*Objetivo da tarefa*. Segundo o excerto da decisão arbitral, qual é o montante global das liquidações de AIMI referentes a 2018, 2019 e 2020?

I - O ato que fixa o valor patrimonial tributário encerra um procedimento autónomo de avaliação que servirá de base a uma pluralidade de atos de liquidação que venham a ser praticados enquanto o valor dela resultante se mantiver;

II - Deixando o contribuinte precludir a possibilidade de sindicar o valor patrimonial tributário nos termos previstos nos artigos 76.º e 77.º do Código do IMI, não pode arguir a ilegalidade da liquidação de AIMI com fundamento na ilegalidade subjacente ao cálculo do valor patrimonial tributário que lhe serviu de matéria coletável.

 

DECISÃO ARBITRAL

    I.  RELATÓRIO

  1. A... S.A, titular do NIPC..., com sede na Rua ..., n.º ..., ...-... ... (doravante, a “Requerente”), veio nos termos e para os efeitos dos artigos 2.º, n.º 2, alínea a), 5.º, n.º 2, 6.º, n.º 1 e 10.º e seguintes do Decreto-Lei n.º 10/2011, de 20 de janeiro, que aprovou o Regime Jurídico da Arbitragem em Matéria Tributária (doravante, “RJAT”), em conjugação com o artigo 99.º, alínea a) e o artigo 102.º, n.º 1, alínea f) e n.º 2, ambos do Código de Procedimento e de Processo Tributário (doravante, “CPPT”), requerer a constituição do tribunal arbitral, com a intervenção de árbitro singular, em que é Requerida a Autoridade Tributária e Aduaneira (doravante, a “Requerida” ou “AT”), pretendendo a declaração de ilegalidade (i) do ato de indeferimento do Pedido de Revisão Oficiosa das liquidações de Adicional ao Imposto Municipal sobre os Imóveis (“AIMI”) n.os 2018..., 2019 ... e 2020 ..., referentes, respetivamente, aos anos de 2018, 2019 e 2020 no montante global de € 34.575,32, efetuado pela Requerente à Requerida, e (ii) de forma mediata, dos mencionados atos de liquidação de AIMI, e bem assim, a condenação da Requerida na restituição à Requerente do imposto indevidamente pago e ao pagamento de juros indemnizatórios nos termos da lei.

*Registos de identificação de posição*.
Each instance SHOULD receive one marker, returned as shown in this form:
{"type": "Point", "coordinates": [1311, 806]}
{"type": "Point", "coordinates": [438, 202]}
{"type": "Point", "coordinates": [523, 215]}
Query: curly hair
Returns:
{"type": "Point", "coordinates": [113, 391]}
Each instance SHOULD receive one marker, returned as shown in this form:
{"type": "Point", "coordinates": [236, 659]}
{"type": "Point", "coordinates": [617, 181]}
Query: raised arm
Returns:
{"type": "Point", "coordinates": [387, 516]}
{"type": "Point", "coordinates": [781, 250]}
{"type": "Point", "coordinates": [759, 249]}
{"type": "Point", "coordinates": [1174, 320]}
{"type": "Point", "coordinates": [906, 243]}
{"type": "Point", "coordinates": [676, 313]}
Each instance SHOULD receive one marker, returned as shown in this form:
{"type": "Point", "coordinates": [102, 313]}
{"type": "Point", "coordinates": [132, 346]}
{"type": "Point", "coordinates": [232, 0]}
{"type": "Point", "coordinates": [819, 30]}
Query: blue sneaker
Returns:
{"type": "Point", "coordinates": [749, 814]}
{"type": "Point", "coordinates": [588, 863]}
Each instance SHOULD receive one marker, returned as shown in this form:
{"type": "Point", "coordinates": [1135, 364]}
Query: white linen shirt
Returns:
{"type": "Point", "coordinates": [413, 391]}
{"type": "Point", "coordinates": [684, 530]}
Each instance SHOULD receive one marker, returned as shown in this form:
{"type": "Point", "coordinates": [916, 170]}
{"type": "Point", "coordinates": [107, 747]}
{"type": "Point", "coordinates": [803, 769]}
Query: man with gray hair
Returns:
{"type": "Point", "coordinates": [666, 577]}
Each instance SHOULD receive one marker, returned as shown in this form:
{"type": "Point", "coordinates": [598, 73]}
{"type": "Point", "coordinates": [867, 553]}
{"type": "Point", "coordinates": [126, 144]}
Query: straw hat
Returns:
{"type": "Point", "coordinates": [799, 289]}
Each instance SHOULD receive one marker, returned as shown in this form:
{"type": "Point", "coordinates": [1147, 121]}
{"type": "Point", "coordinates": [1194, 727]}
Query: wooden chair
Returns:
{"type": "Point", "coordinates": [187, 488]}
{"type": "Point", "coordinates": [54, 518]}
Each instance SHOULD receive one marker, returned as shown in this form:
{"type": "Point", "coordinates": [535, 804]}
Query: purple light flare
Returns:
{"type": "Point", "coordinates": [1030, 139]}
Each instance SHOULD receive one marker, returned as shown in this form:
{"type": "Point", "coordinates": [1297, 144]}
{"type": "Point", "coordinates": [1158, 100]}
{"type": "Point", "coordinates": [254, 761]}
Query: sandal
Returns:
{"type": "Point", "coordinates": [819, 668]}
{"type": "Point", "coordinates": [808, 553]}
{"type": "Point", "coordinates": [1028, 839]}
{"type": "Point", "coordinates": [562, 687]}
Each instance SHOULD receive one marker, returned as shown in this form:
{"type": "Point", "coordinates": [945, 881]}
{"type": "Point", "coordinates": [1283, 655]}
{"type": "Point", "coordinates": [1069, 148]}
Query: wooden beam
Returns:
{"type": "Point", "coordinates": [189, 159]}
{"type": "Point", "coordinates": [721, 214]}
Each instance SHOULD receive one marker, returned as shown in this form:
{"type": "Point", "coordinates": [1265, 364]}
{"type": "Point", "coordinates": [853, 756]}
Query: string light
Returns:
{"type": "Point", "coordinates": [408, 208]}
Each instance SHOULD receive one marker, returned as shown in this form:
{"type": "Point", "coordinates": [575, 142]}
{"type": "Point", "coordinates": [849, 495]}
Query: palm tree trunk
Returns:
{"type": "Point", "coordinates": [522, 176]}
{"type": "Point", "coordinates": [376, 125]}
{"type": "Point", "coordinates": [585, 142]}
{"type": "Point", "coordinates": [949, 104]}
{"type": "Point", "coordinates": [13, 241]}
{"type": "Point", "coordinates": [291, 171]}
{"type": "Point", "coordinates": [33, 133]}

*Solução da tarefa*. O montante global é de € 34.575,32.